**Brief 1:** In the suspension thread, why does one poster recommend using a tape measure at first instead of going straight to the trig?
**Brief 2:** List the tools and materials that one poster in the suspension thread says they would get.
**Brief 3:** Repeat the part of the suspension thread that begins with the words containing "This is just" and ends with "Hope this helps.".

**Quoted passage:**

◇ ◇ ◇

Spring Rate = 500 lbs.-in

a = 9"

b = 14"

c = 90" +\- 1\16"

d = 94" +\- 1\16"

Wheel Rate = 188 lbs.-in or a wheel rate at 37% of the spring rate

Assuming the same example above but the lower control arm is moved out 1". a and b are now 10" and 15". The Wheel rate is now 230 lbs. or 46% of the Spring Rate.

This is just an easy example and yes you can use the trig. Just remember it's at the lower control arm pivot point height. I would suggest doing it with a tape measure at first though to visualize what you're measuring. It also shows what's happening with un-sprung weight and how linkage effects it. This may also be why Norm brought up the contact patch? I cant speak for him.

Hope this helps.

## RE: Select Coilover Spring Rate by Available Wheel Bump Load = Peak Braking/Acceleration Load?

I went to a Slingshot forum and tracked down some parts assembly prints and I hate to be the bearer of bad news but I think you're spinning your wheels. No one on the forum pursuing performance has solved the problems you're having. After reviewing the prints I can see why. I honestly couldn't believe it when I saw that the control arms are bolted directly to the frame and the pivot bosses are kept off the frame and adjusted with shim packs. You might want to ask Norm with his bike experience how to feel for developing vibration issues as you put some miles on your machine. Sorry to be so negative but I'm laying here recovering from an infected hip replacement with way too much time on my hands and found your questions interesting. Myself, if I didn't have them I'd get a tig welder, some chrome moly pipe, some plate and a tube bender and have a great time when I can get up and about with this virus in charge now. I also don't see how to send private messages on this site which I would have done.

## RE: Select Coilover Spring Rate by Available Wheel Bump Load = Peak Braking/Acceleration Load?

So, (arm ratio) x (FVIC ratio) x (spring angle), the whole product squared for rate calcs.

I mentioned 'at the contact patch' with reference to some amount of upward displacement input that can only come from the road surface. When you hit a bump (or perhaps an unavoidable board or something) at speed you're going to get upward wheel displacement that's going to use up some amount of bump travel. Chances are, you'd also be on the brakes using up some more 'bump' travel from the inertial effect (forward load transfer).

◇ ◇ ◇

(Referring expression grounding data)
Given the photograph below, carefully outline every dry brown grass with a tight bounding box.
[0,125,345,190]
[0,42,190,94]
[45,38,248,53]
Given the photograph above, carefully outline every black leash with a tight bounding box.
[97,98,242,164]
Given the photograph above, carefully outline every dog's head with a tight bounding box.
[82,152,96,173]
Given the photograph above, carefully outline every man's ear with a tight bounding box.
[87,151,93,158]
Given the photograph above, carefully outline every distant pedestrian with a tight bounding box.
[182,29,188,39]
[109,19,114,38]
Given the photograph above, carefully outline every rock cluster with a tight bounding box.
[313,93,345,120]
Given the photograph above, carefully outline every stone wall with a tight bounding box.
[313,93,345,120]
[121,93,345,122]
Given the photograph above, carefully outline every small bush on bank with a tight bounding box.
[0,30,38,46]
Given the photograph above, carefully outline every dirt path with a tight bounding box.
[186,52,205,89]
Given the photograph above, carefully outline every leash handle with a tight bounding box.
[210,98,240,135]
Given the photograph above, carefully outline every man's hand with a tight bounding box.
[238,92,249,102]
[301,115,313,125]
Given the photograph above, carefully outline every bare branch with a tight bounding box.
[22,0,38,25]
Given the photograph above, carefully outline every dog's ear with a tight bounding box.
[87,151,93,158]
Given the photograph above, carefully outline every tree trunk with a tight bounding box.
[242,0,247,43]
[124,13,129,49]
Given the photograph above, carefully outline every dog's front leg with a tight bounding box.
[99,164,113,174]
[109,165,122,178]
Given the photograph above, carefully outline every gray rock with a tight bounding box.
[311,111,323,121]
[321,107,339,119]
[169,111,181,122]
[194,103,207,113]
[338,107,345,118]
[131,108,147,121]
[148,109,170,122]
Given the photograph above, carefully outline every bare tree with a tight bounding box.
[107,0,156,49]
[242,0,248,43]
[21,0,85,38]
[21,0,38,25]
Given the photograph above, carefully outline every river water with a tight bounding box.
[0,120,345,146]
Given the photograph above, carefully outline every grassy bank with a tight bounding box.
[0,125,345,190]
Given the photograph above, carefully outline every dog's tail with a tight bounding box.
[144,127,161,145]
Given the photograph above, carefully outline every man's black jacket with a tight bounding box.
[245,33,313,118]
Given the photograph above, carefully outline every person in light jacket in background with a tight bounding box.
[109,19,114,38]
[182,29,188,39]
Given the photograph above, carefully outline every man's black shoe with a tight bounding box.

◇ ◇ ◇

**Written response 1:** The poster suggests the tape measure so you can visualize what you're measuring.

**Written response 2:**
- a tig welder
- chrome moly pipe
- plate
- a tube bender

**Written response 3:**
This is just an easy example and yes you can use the trig. Just remember it's at the lower control arm pivot point height. I would suggest doing it with a tape measure at first though to visualize what you're measuring. It also shows what's happening with un-sprung weight and how linkage effects it. This may also be why Norm brought up the contact patch? I cant speak for him.

Hope this helps.